**Given exercise 1**
Name every data format that the open data notes call usable.
**Given exercise 2**
Reproduce the open data notes starting at the words "There is a big" and stopping after "data from http://data.gov.uk.".
**Given exercise 3**
Continue the open data notes past their last sentence.

**Document extract**
There is now a Central Govt Transparency Board. Also local government – particularly England and Wales are doing well. The Scottish Govt are championing transparency although less through open data. Scottish Local Authorities – only two publishing open data. See http://openlylocal.com/councils/open?country=Scotland
The push – includes accountability; citizen choice;and the ‘Big Society’. Data needs to be findable, licenced, and in usable format.
An illustration: The Government Statistics unit refused to release open data. They published a PDF. A newspaper then asked an intern to retype it as copy, but that person unfortunately added a mistake. The headline which was based on the consequently-inaccurate data was completely wrong and very negative. The newspaper did publish a subsequent retraction – but it was buried on p29. Nobody saw it (compared to the front page headline). The statistics unit now see the case for publishing openly.
4,000+ datasets. Permission to reuse – very open license. Usable formats: CSV, API, Linked Data. The site has Featured Data examples.
There is a big community ethos on the site – wiki, discussion forums, blogs. There’s also a gallery of APPs created by community.
A Five Star Guide to making data available has been created by – Tim Berners Lee / Nigel Shadbolt. There is a link in the slideshow below. Citizens can request data from http://data.gov.uk.
What is coming next? More, better, data. Opening up the catalogue, allow community-submitted data, reduce barriers – easier to publish, easier to link (eg Gridworks – now http://code.google.com/p/google-refine/), choice in re-use.
Finally, remember, there are opportunities for volunteers to help charities to make use of the data.

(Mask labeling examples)
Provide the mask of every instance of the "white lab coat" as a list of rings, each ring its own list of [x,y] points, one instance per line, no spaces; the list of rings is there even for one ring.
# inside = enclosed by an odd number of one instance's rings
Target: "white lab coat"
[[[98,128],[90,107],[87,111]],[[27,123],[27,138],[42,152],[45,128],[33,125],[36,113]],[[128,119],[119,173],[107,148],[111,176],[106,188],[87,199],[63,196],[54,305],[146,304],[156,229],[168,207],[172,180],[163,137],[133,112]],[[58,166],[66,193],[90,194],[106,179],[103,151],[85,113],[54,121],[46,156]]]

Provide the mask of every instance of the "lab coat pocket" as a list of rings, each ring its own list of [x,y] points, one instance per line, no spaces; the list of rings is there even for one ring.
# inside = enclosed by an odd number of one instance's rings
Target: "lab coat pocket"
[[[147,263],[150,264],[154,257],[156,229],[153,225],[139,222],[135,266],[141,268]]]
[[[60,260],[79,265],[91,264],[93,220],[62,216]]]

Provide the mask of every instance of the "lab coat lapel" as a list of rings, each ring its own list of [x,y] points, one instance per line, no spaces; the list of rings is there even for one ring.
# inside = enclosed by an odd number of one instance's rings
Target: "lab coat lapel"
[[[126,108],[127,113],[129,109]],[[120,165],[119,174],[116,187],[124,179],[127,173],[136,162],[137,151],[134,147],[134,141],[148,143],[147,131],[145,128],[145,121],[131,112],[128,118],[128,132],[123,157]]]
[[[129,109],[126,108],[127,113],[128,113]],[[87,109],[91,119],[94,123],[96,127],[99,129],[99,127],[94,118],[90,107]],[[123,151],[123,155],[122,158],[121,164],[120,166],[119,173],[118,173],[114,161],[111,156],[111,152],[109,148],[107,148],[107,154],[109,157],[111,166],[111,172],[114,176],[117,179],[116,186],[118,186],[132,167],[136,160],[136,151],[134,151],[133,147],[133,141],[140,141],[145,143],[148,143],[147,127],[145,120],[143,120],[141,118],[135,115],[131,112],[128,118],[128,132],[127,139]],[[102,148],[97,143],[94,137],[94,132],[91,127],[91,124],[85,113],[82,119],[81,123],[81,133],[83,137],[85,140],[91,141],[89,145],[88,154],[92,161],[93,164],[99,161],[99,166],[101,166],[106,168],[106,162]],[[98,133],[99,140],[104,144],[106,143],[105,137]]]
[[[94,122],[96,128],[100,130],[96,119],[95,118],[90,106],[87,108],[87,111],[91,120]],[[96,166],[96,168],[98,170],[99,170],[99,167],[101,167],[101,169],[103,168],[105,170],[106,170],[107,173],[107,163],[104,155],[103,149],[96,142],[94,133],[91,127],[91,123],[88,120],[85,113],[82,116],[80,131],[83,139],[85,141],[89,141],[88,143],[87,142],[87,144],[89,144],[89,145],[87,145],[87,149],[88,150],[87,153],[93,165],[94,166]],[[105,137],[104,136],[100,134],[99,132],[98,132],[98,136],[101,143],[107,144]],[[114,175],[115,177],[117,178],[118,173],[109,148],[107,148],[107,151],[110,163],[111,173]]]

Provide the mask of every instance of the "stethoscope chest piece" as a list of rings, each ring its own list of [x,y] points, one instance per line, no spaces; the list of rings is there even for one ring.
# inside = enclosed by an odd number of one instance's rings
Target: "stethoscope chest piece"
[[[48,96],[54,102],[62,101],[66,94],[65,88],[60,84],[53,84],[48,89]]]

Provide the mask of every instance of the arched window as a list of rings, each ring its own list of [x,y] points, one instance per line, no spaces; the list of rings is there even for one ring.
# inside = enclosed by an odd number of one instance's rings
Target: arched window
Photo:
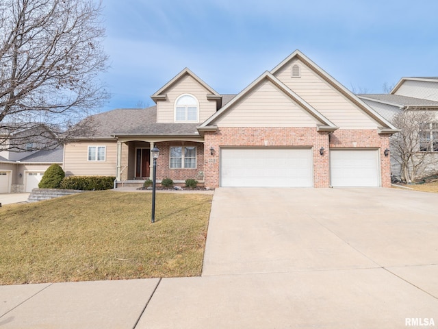
[[[300,66],[296,64],[292,65],[292,77],[301,77]]]
[[[188,94],[181,95],[175,101],[175,121],[198,122],[198,99]]]

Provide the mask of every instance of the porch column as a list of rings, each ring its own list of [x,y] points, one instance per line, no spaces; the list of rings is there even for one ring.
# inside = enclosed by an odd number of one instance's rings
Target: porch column
[[[149,154],[150,154],[149,159],[151,159],[149,160],[149,179],[152,180],[152,178],[153,177],[153,162],[152,161],[152,149],[153,149],[154,147],[154,143],[149,142],[149,144],[151,145],[149,148]]]
[[[116,173],[116,180],[120,182],[121,179],[122,170],[122,143],[117,142],[117,172]]]

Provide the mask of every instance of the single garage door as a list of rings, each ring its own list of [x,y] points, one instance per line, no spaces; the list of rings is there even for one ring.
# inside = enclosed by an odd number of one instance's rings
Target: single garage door
[[[380,186],[378,150],[332,149],[330,173],[332,186]]]
[[[32,188],[38,188],[43,175],[44,172],[29,171],[26,175],[26,192],[31,192]]]
[[[8,171],[0,171],[0,193],[9,193],[9,175]]]
[[[313,186],[310,148],[222,148],[221,186]]]

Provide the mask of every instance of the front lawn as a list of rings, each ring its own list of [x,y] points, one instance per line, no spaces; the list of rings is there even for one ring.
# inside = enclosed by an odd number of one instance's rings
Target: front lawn
[[[0,208],[0,284],[201,275],[212,195],[86,192]]]
[[[415,191],[421,191],[422,192],[432,192],[438,193],[438,182],[430,182],[424,184],[411,184],[406,185]]]

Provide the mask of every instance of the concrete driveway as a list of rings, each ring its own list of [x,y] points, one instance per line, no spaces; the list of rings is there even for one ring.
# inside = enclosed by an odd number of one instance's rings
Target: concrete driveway
[[[138,328],[437,328],[437,194],[218,188],[203,276],[163,280]]]
[[[436,264],[438,194],[220,188],[203,275],[392,267],[419,271]]]

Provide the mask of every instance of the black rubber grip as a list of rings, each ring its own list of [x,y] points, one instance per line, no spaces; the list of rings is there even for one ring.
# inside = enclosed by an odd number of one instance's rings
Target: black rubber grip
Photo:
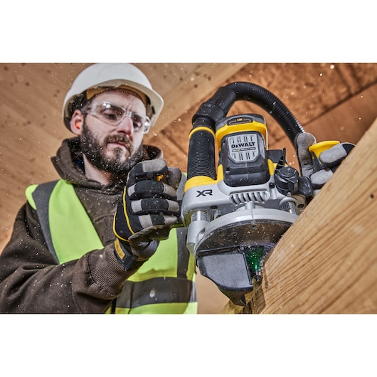
[[[191,134],[188,144],[187,178],[206,176],[216,179],[215,139],[210,130],[199,129]]]

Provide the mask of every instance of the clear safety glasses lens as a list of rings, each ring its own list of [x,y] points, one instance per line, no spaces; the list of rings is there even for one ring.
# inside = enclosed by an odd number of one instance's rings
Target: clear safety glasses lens
[[[126,117],[132,120],[134,131],[147,134],[151,127],[151,120],[146,115],[127,110],[121,106],[107,102],[90,103],[83,112],[90,114],[93,117],[110,124],[117,126]]]

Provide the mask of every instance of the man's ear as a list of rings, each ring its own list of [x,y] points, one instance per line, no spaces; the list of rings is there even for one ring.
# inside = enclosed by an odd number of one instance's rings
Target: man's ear
[[[75,110],[70,118],[70,130],[75,135],[80,135],[84,124],[84,115],[78,110]]]

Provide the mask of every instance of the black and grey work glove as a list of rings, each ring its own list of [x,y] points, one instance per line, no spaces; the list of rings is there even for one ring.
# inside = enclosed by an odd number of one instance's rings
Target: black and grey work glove
[[[355,145],[351,143],[336,144],[317,156],[309,150],[316,143],[315,137],[308,132],[299,134],[294,139],[301,174],[309,177],[313,188],[318,190],[330,179]]]
[[[116,254],[126,269],[135,259],[149,258],[180,222],[176,190],[181,178],[163,159],[139,162],[129,171],[114,217]]]

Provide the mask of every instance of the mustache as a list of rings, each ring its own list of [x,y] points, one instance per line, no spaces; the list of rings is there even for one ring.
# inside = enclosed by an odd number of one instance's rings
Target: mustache
[[[109,143],[122,144],[130,152],[132,152],[133,149],[132,142],[131,142],[129,137],[127,135],[108,135],[105,138],[103,144],[106,145]]]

**Task result 1**
CSV, API, Linked Data

**Task result 2**
There is a big community ethos on the site – wiki, discussion forums, blogs. There’s also a gallery of APPs created by community.
A Five Star Guide to making data available has been created by – Tim Berners Lee / Nigel Shadbolt. There is a link in the slideshow below. Citizens can request data from http://data.gov.uk.

**Task result 3**
Linked Data – Data on the Web: Richard Wallis / Tallis
There are lots of examples. Mostly graphic – data hidden beneath rich interfaces. Linked data is an approach to publishing data. It is easy to publish, easy to consume. It goes further than CSV. It covers both the data model and practices. But it requires extra technology today.
It is not about publishing data per se. It is a way of describing things and connecting things on the web. Web of Data is a semantic web. eg Book is linked to Author and the link has meaning (is author).
There is a massive web of linked data centred on DBpedia. (http://dbpedia.org/About)
There are some significant global organisations using linked data behind firewalls (and often linking to open external data sets) to drive business intelligence.
The BBC Natural History site – which is built on RDF, assisted by Tallis. eg Mallard duck entry. RDF explains relationships between things. http://www.bbc.co.uk/nature/life/Mallard
Tallis BIS example was built in three weeks. Mixes several data sources and present in accessible fashion.
Comparison: RDF is to Linked data is as HTML was for webpages 1995. It is almost the opposite of RDBMS – not stand alone systems. Makes data part of the web.
You still need to decide who to trust – anyone can say anything.
http://www.slideshare.com/mmmmmrob get this slide show
Challenges, data and tools – Ordnance Survey: Ian Holt, Ordnance Survey
This is a free service – you can build a site and service about 250 people per day using site (approx. 65,000 tiles per day)
The Webmap Builder offers easy introduction – wizard-driven
Gallery of examples. Developer Community forum. Very active.
API offers huge feature set.
Some great OS Data Mash ups.
Geovation Challenge: Chris Parker ordnance Survey
Covers climate change challenges – public, private, civil society, communities and individuals.
Link to NESTA.
Do’s and Don’ts of opening up data.
Innovation projects which focus on people’s needs 70% success rate – deliver double those that don’t.
Geovation challenge process.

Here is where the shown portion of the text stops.